American government official

Ventris Cassandra Gibson (born March 22, 1956) is an American government official. She served as the director of the United States Mint from October 2021 until March 2025. She previously served as deputy director of the Mint from October 2021 until her confirmation by the U.S. Senate.

== Education ==
Gibson attended the University of Maryland Global Campus.

== Career ==
Gibson began her career in the United States Navy. She later joined the United States Department of Veterans Affairs, serving as director of the Office of Human Resources Management from 1996 to 1998 and deputy assistant secretary for human resources management from 1998 to 2003. During her tenure, Gibson participated in an investigation into allegations of sexual harassment at the Fayetteville Veterans Administration Hospital. She served as chief human capital officer of the Federal Aviation Administration from 2003 to 2010.

In 2012 and 2013, Gibson worked as a consultant at North Highland. She later joined the National Labor Relations Board, serving as acting chief human capital officer in 2013 and director of administration until 2014. From 2014 to 2015, she served as associate deputy assistant secretary of the United States Department of Health and Human Services for human resources. She served as director of the District of Columbia Department of Human Resources from 2015 to 2021. In 2021, Gibson was elected as a fellow of the National Academy of Public Administration.

===United States Mint===
In October 2021, Gibson joined the United States Mint as deputy director and acting director.

▶ [Exercise data]:
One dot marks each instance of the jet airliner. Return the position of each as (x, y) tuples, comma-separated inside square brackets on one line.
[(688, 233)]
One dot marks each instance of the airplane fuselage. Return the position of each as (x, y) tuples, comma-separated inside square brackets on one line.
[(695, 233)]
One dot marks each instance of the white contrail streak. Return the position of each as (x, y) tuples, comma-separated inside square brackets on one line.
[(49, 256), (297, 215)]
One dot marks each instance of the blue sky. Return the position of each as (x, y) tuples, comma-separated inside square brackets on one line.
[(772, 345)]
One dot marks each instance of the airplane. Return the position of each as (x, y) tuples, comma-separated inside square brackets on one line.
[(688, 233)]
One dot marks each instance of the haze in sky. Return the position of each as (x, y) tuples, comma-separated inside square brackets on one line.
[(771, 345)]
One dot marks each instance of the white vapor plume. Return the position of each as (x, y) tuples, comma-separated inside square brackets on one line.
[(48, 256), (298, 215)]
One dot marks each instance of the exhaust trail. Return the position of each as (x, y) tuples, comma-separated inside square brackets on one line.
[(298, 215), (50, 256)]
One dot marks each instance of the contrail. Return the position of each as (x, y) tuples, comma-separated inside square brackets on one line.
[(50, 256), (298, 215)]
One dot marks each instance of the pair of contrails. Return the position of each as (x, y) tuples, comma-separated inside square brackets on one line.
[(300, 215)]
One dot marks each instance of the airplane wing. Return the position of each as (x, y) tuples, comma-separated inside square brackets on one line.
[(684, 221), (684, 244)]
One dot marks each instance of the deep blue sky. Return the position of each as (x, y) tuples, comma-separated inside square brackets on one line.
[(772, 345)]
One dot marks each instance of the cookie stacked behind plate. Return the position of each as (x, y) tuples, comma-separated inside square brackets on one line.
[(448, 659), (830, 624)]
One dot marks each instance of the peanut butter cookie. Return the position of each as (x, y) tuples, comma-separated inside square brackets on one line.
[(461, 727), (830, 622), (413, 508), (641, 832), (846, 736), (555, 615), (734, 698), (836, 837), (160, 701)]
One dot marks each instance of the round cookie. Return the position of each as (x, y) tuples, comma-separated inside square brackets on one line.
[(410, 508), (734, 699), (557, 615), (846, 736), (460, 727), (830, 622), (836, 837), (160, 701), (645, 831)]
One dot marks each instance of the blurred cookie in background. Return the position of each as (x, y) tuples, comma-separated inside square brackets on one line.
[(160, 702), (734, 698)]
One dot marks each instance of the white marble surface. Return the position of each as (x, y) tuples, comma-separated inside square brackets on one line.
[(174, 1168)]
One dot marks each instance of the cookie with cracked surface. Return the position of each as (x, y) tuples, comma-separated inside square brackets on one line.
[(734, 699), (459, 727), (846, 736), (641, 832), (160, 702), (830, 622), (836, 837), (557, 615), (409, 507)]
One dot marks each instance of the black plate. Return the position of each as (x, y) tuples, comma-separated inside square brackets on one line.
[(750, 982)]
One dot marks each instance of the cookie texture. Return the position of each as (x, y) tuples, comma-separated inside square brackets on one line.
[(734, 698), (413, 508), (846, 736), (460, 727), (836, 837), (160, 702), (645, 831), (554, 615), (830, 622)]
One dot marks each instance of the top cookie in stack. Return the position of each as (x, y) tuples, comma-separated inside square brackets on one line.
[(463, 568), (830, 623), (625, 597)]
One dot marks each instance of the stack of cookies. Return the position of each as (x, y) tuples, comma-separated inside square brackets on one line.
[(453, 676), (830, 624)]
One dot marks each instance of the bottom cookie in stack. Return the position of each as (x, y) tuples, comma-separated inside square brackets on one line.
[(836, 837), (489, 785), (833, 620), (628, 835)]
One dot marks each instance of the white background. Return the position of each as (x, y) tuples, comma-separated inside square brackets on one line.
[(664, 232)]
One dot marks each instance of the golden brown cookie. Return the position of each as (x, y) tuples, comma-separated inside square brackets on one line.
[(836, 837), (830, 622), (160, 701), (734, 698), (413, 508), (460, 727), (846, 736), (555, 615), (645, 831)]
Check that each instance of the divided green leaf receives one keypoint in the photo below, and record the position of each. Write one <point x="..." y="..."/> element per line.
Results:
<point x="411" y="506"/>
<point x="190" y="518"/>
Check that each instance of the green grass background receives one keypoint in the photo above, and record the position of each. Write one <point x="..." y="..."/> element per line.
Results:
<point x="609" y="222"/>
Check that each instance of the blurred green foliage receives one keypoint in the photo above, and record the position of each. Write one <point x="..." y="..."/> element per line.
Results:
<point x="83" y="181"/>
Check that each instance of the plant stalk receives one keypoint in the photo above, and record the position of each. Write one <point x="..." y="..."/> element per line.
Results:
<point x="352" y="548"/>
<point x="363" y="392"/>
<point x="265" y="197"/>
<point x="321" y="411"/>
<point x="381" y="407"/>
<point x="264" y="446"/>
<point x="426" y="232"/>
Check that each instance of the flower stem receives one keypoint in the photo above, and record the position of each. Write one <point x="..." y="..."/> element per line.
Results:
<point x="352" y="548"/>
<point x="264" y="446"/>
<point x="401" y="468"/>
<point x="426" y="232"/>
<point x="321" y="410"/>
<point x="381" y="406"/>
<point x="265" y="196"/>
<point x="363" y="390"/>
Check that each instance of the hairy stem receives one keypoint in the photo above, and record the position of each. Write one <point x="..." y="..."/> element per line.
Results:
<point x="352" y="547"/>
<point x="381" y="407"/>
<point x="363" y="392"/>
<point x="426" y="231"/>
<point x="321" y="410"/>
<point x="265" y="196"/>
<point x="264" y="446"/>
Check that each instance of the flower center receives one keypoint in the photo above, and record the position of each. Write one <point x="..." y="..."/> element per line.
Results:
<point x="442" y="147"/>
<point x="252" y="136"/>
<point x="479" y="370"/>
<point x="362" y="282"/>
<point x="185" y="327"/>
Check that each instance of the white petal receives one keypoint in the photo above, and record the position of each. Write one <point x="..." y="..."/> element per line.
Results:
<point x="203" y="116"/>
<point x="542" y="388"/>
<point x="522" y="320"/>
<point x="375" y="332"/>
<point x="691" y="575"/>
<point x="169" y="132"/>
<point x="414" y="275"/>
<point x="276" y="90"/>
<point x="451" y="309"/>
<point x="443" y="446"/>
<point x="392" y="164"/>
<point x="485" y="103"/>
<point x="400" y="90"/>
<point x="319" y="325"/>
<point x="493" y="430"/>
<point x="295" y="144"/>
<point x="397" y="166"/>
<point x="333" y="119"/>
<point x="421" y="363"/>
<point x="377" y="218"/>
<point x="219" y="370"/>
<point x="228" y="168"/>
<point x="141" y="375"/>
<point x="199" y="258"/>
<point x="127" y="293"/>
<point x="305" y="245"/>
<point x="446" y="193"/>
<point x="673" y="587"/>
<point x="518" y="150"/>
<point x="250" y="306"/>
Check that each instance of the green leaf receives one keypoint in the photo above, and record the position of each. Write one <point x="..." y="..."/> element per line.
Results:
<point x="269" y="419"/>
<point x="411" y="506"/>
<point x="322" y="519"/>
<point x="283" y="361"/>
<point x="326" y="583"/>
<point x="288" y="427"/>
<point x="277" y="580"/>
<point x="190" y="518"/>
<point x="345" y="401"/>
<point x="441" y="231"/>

▶ [Task instructions]:
**a)** Duplicate the part of the Ventris Gibson biography from "Ventris Cassandra Gibson" up to and including "2003 to 2010.".
**b)** List every organization that the Ventris Gibson biography names as a place where Gibson worked or held a position.

▶ [Results for each task]:
**a)**
Ventris Cassandra Gibson (born March 22, 1956) is an American government official. She served as the director of the United States Mint from October 2021 until March 2025. She previously served as deputy director of the Mint from October 2021 until her confirmation by the U.S. Senate.

== Education ==
Gibson attended the University of Maryland Global Campus.

== Career ==
Gibson began her career in the United States Navy. She later joined the United States Department of Veterans Affairs, serving as director of the Office of Human Resources Management from 1996 to 1998 and deputy assistant secretary for human resources management from 1998 to 2003. During her tenure, Gibson participated in an investigation into allegations of sexual harassment at the Fayetteville Veterans Administration Hospital. She served as chief human capital officer of the Federal Aviation Administration from 2003 to 2010.

**b)**
- United States Navy
- United States Department of Veterans Affairs
- Federal Aviation Administration
- North Highland
- National Labor Relations Board
- United States Department of Health and Human Services
- District of Columbia Department of Human Resources
- United States Mint